▶ _Objective_:
Copy out every line of the data below verbatim, with no changes.

▶ _Supplied information_:
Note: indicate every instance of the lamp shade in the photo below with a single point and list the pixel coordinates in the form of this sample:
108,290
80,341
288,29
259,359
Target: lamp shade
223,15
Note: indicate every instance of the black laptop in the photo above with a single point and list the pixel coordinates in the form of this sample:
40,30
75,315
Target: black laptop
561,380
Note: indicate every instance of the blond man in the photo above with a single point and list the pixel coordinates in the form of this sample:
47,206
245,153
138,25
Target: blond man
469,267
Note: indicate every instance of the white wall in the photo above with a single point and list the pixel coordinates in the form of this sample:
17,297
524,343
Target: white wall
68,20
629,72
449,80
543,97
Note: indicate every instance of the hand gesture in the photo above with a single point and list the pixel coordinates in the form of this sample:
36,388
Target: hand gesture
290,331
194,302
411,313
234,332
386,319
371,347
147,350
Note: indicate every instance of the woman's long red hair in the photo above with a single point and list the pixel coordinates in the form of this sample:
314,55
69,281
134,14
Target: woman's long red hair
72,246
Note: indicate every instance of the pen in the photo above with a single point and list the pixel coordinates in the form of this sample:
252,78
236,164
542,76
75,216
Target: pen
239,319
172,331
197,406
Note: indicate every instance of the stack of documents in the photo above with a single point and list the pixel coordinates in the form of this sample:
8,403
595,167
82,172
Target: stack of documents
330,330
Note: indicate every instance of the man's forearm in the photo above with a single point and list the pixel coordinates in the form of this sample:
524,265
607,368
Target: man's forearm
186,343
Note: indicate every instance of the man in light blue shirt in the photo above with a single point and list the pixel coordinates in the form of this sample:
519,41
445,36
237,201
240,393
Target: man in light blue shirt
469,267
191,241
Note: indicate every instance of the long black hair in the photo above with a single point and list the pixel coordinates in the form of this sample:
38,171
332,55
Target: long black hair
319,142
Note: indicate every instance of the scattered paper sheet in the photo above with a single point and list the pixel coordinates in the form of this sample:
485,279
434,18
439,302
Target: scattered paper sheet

▶ _Worked answer_:
Note: indicate every instance of the lamp shade in the photo below with a single point and list the pixel coordinates in the form of this sample:
108,290
80,341
288,29
259,359
Target: lamp shade
223,15
Note: indicate every instance of the black laptop in the photo above with a single point and list the pixel coordinates in the form of this sample:
40,30
75,315
Target: black laptop
561,380
Note: indicate every instance of the blond man in the photo above with a single point and list the pixel coordinates in the form of this sample:
47,206
245,153
138,25
Target: blond man
469,267
Note: indicate every instance of the white wall in the photo above with a single point and list the pixel coordinates in the form of this sample:
17,297
524,343
Target: white wall
68,20
629,72
449,80
543,97
Note: indicate every instance of the hand gesture in the photo above with a single point and list the pixel coordinates in the form of this sample:
36,388
Target: hand gesture
290,331
194,302
411,313
234,332
386,319
371,347
147,350
Note: indicate every instance of the woman's long red hair in the photo above with a single point and list the pixel coordinates in the form of this sample:
314,55
69,281
134,14
Target: woman's long red hair
72,246
Note: indicate every instance of the pen in the photo above with a single point and list the pixel coordinates in the form of this sample:
252,78
236,164
542,76
75,216
Target: pen
239,319
172,331
197,406
Note: indicate every instance of the stack of documents in the photo above with a single point and list the pixel coordinates in the form of this sample:
8,403
595,167
82,172
Target: stack of documents
330,330
Note: indicate every instance of the man's forearm in the photo above with a single point and list the pixel coordinates in the form of this sample:
524,265
607,368
Target: man's forearm
186,343
Note: indicate every instance of the man in light blue shirt in the photo above with a single point and list the pixel coordinates in the form of this sample:
519,41
445,36
237,201
240,393
Target: man in light blue shirt
469,267
191,241
Note: indicate every instance of the long black hair in the photo above with a single point and list the pixel coordinates in the form of this sample:
38,171
332,55
Target: long black hair
319,142
Note: indicate every instance of the scattered paper sheet in the photo above with a single point and list the pixel coordinates in the form of this sample:
485,279
434,18
439,302
Target: scattered paper sheet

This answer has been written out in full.